TASK
Please pull out every line in the items below that contains the string "trooper", copying each one in full.

[Stored entries]
* Begin *

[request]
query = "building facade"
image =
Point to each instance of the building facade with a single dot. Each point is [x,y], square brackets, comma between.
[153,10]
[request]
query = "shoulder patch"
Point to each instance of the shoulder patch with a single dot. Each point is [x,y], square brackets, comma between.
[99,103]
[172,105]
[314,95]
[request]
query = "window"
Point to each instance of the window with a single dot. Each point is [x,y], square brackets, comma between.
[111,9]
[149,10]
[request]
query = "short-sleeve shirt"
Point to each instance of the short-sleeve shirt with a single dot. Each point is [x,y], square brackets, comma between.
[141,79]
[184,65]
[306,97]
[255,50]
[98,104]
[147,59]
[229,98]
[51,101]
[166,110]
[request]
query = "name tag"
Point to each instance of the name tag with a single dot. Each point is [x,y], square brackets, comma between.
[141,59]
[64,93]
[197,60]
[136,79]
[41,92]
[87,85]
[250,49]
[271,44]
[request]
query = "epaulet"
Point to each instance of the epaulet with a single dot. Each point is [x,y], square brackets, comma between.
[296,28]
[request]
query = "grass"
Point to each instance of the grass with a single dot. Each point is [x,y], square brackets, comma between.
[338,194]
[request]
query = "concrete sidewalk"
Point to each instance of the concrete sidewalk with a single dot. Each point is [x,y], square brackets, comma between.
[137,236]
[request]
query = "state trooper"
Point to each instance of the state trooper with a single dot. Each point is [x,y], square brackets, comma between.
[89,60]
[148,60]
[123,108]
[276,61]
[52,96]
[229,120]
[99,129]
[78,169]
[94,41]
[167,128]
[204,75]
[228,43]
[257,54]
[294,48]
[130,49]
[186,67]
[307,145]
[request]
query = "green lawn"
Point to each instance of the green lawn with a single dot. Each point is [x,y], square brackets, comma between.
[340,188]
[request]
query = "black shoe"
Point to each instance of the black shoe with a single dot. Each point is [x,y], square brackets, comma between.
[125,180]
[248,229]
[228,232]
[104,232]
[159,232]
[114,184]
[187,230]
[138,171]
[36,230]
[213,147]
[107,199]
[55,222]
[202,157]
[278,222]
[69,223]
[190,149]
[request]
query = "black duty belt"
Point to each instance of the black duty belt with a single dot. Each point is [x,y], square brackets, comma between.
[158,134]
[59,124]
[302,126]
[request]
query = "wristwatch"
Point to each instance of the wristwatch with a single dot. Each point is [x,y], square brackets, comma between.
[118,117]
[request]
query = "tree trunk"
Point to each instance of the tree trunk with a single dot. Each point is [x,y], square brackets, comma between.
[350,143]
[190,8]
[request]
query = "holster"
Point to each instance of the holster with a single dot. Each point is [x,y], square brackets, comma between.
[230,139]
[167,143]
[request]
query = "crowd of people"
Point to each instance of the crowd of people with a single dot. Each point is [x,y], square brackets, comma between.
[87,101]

* End *

TASK RESULT
query = "state trooper"
Point to each instance of the state trooper with a single dot. Each point is [x,y], square brackets, comma between.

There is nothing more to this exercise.